Masters of Health Magazine February 2024 | Page 86

Oxytocin can also help people withstand stress, increase emotional empathy, and enhance communication among individuals.  Perhaps, hugging or cuddling is a healthier way to lower blood pressure.  Hugging and touch also reduces the release of the stress hormone cortisol.  Imagine the reduction in all the ill health and mental symptoms if doctors prescribed touch therapies instead of all the stress-related drugs with all their nasty side effects.

 

There are many different types of massage therapies.  Each of them has their merit.  When humans lovingly touch each other, it produces feelings of affection, gratitude, sympathy, or love.  Holding hands, kissing, caressing, and sexual activity has many benefits.  It reduces stress hormones.  Touch can also arouse emotions which in turn, makes the body secrete hormones and fluids in preparation for sex.

 

Cuddling is more affectionate than hugging.  It is a form of physical intimacy in which two people hold one another for an extended period.  Cuddling can be with family members, friends, or lovers.  Cuddling is two people lying down together in an intimate manner.  Cuddling also makes the body release oxytocin, which has numerous beneficial effects.  Perhaps cuddling should be prescribed for people with high blood pressure, depression, and anxiety.  Could this competition (cuddling vs drugs) be why various medications cause a sense of touch and sex drive loss? 

 

Seniors are particularly affected because many have lost their partners.  Also, many are heavily medicated, which numbs the senses even more.  If you are taking medication, find natural remedies for whatever ails you, and ask your doctor or health practitioner to help wean you off medications.  All drugs have long-term side effects that weaken or destroy your senses.

Prompt A:
Repeat, word for word, the portion of the passage on touch and health from "Masters of Health" up to and including "nasty side effects.".
Prompt B:
For each statement, say whether it agrees with the passage on touch and health. Answer yes or no, and quote the exact words that decide it.
(i) Cuddling is described as less affectionate than hugging.
(ii) Hugging and touch are said to reduce the release of cortisol.
(iii) Seniors are said to be particularly affected because many have lost their partners.
Prompt C:
Answer these questions from the passage on touch and health.
(i) Which stress hormone is named?
(ii) With whom can cuddling take place?
(iii) What does heavy medication do to the senses?
The material after the passage on touch and health is separate from it.

Listed entries:
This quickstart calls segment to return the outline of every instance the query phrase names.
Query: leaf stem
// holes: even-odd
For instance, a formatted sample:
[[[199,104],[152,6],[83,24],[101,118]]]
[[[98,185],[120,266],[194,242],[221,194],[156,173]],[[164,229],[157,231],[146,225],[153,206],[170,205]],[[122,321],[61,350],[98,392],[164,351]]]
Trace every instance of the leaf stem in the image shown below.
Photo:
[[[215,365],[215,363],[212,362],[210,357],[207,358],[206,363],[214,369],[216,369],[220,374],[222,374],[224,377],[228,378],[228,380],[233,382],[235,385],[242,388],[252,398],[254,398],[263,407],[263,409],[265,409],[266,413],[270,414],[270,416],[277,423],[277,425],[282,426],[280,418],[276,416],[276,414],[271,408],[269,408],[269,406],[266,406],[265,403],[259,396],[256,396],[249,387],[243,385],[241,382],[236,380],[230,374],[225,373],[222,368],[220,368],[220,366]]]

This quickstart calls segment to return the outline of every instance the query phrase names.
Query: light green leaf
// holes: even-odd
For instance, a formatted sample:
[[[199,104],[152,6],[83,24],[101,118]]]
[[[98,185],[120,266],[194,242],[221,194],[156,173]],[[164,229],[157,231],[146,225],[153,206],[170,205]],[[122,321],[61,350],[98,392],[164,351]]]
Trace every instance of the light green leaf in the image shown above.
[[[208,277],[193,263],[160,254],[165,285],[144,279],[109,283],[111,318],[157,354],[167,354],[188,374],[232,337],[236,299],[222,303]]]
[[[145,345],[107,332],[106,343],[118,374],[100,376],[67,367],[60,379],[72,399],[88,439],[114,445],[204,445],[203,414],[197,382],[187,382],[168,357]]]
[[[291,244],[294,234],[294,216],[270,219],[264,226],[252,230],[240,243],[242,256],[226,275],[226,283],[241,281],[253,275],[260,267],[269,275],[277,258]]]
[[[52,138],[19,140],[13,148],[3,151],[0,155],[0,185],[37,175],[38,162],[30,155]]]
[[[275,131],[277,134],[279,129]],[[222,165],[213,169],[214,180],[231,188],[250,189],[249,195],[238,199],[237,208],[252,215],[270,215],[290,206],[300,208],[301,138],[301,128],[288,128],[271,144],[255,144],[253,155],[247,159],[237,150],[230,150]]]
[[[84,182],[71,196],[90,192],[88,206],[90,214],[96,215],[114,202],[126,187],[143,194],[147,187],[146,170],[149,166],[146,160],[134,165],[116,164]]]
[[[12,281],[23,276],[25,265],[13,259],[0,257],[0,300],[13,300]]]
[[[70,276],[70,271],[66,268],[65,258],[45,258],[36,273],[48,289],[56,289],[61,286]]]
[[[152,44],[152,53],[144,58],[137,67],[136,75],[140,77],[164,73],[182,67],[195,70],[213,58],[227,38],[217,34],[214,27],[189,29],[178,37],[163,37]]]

Answer area A:
Masters of Health Magazine February 2024 | Page 86

Oxytocin can also help people withstand stress, increase emotional empathy, and enhance communication among individuals.  Perhaps, hugging or cuddling is a healthier way to lower blood pressure.  Hugging and touch also reduces the release of the stress hormone cortisol.  Imagine the reduction in all the ill health and mental symptoms if doctors prescribed touch therapies instead of all the stress-related drugs with all their nasty side effects.

Answer area B:
(i) No: "Cuddling is more affectionate than hugging."
(ii) Yes: "Hugging and touch also reduces the release of the stress hormone cortisol."
(iii) Yes: "Seniors are particularly affected because many have lost their partners."

Answer area C:
(i) Cortisol.
(ii) Family members, friends, or lovers.
(iii) It numbs the senses even more.